* _STATED EXERCISE_: Write out, word for word, every line from the one containing "Task: point out the vertical" through the end of the rows, including both ends.

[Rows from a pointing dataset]
:::::
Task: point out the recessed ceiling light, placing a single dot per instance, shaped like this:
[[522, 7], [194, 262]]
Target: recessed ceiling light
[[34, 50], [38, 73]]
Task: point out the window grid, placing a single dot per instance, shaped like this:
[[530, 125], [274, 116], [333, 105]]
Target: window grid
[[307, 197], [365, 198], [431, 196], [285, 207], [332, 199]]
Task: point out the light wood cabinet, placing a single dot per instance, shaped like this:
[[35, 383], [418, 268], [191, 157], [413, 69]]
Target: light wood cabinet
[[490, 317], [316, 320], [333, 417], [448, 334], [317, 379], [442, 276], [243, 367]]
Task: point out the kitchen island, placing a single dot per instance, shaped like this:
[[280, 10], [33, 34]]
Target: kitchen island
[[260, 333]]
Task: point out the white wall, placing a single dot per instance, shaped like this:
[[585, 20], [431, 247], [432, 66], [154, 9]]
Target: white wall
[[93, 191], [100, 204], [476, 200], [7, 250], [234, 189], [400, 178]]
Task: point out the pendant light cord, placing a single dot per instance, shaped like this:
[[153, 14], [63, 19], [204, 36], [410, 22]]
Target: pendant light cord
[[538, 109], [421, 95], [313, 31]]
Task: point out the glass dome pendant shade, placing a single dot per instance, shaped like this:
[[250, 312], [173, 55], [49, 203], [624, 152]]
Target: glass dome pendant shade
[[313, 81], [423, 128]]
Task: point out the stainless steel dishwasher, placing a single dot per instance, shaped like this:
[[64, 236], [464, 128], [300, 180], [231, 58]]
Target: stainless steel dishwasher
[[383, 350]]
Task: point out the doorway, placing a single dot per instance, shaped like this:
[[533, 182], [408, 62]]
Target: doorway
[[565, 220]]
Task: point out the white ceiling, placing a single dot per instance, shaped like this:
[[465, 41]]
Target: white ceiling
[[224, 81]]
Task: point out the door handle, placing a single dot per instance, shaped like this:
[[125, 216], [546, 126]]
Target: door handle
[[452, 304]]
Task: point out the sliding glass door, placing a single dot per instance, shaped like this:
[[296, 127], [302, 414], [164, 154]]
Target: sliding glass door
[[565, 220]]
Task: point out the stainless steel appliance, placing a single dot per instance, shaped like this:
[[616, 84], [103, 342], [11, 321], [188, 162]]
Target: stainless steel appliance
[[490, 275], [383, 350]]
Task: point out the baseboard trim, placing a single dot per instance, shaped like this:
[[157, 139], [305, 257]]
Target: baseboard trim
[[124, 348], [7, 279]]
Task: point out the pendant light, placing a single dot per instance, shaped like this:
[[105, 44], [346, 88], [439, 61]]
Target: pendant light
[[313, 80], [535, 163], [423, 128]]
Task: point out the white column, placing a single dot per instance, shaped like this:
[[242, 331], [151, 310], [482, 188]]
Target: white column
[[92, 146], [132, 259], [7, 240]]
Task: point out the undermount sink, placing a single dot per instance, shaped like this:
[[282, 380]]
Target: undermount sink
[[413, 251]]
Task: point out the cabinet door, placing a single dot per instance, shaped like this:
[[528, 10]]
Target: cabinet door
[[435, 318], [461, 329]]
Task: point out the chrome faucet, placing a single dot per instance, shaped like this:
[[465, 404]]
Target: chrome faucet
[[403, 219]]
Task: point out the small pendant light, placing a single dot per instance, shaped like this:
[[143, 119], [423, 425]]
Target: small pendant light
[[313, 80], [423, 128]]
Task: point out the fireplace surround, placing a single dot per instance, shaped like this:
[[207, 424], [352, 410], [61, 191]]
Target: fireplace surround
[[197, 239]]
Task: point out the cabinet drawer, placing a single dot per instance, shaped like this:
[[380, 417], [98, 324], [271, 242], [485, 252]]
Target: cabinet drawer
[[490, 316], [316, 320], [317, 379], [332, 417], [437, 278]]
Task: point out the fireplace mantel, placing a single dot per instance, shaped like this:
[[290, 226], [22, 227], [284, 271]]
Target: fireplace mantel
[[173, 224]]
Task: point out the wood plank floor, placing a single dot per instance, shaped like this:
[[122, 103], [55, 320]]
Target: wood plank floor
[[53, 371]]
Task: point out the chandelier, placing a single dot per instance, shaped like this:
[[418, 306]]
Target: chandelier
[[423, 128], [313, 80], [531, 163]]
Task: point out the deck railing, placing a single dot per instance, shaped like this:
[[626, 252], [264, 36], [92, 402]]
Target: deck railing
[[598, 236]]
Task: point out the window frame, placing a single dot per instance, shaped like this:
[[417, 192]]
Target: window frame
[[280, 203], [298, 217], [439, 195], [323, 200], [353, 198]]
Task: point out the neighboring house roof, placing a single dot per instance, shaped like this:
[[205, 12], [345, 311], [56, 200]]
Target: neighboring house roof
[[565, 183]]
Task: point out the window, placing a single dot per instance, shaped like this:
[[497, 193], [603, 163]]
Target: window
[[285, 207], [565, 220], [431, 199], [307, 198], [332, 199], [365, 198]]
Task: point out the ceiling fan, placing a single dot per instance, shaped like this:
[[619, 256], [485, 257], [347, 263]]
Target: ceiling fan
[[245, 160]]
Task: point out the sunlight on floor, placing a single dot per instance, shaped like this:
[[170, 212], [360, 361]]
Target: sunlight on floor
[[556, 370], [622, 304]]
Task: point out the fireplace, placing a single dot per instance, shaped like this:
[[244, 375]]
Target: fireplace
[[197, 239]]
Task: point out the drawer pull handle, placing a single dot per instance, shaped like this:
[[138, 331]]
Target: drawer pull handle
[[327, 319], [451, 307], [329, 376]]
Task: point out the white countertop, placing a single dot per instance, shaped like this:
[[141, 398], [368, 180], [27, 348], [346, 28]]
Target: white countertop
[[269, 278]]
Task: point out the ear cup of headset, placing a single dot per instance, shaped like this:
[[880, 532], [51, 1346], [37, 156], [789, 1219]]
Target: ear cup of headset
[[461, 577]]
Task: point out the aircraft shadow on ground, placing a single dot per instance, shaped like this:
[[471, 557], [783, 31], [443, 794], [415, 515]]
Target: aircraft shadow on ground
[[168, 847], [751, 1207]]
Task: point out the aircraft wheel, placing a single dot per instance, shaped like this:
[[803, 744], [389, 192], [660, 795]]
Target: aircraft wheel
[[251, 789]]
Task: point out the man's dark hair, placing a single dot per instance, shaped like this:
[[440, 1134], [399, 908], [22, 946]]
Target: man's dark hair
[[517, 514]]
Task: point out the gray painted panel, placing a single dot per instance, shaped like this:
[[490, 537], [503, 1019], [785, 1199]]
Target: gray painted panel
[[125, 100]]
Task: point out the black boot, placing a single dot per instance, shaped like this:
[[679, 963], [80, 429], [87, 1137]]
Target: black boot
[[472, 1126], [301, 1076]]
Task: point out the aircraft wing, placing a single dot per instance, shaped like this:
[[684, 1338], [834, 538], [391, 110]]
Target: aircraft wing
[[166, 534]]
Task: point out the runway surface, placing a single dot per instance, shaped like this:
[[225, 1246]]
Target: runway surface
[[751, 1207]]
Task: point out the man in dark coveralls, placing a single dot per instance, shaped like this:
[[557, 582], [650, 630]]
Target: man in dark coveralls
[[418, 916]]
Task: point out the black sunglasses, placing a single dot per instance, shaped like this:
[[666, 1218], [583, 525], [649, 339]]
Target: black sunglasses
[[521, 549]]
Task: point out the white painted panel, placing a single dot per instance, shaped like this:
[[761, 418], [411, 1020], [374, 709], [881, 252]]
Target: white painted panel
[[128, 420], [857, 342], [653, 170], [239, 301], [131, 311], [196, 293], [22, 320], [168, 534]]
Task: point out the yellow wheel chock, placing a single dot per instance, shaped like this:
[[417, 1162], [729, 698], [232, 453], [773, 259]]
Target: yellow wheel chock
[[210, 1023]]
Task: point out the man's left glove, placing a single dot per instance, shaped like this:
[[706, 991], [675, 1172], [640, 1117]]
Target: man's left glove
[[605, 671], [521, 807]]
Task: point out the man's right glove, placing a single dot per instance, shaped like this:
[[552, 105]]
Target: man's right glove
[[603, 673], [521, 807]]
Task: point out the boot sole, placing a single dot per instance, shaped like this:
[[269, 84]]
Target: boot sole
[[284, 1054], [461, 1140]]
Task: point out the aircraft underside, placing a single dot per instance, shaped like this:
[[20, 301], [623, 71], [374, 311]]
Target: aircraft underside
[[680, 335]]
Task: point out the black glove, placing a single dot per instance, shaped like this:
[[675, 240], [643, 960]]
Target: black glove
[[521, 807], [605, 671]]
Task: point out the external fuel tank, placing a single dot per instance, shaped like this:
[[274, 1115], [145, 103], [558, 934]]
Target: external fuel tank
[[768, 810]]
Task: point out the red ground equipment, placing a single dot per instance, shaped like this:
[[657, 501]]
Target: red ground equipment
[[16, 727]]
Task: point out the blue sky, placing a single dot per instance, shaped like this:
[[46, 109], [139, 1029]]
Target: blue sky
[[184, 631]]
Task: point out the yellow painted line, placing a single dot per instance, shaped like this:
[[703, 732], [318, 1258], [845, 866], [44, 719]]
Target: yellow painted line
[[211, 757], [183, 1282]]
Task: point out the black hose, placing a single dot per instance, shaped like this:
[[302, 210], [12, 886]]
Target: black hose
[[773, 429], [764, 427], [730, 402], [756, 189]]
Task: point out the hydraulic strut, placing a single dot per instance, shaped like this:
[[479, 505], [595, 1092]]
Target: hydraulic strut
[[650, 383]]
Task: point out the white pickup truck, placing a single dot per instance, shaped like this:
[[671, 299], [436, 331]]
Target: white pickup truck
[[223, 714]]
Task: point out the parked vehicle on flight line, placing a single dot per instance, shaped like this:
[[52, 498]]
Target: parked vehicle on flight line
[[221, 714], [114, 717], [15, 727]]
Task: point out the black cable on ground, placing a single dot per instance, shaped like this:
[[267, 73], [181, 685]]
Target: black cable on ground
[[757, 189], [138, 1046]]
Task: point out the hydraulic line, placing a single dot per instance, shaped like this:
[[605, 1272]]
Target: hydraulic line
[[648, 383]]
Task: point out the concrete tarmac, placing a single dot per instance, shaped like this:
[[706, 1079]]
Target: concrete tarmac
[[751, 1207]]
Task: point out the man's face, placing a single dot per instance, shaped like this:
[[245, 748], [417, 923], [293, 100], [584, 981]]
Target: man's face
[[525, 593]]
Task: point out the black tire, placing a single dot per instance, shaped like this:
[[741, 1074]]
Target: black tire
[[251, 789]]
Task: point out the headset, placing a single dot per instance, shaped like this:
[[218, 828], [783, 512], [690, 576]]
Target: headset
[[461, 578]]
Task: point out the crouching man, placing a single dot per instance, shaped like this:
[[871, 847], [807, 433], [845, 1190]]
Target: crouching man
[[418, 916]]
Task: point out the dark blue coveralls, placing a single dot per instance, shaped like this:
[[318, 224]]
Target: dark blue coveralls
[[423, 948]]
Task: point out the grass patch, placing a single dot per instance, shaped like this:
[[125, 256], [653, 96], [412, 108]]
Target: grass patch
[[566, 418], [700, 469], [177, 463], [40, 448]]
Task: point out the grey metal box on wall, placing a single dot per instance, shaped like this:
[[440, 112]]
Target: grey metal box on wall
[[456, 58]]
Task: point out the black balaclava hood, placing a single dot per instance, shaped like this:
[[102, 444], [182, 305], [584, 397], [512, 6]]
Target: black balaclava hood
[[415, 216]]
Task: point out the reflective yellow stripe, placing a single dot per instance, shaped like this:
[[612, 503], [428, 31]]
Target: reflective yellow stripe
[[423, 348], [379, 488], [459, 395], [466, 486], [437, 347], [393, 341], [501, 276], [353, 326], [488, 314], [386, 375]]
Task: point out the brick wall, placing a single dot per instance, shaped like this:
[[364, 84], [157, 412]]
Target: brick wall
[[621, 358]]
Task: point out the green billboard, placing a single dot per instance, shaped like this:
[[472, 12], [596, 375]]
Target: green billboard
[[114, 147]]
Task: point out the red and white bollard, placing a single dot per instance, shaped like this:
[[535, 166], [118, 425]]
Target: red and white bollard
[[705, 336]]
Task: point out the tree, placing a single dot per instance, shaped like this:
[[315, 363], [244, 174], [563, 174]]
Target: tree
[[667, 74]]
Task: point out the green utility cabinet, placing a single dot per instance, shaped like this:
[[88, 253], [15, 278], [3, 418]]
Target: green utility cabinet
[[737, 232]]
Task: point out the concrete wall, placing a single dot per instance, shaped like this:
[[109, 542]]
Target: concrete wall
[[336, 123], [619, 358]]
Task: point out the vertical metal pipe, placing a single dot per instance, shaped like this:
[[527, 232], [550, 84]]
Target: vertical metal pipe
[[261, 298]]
:::::
* _OUTPUT OF THE EXERCISE_:
Task: point out the vertical metal pipe, placing a single dot per instance, shaped like this:
[[527, 232], [550, 84]]
Target: vertical metal pipe
[[261, 298]]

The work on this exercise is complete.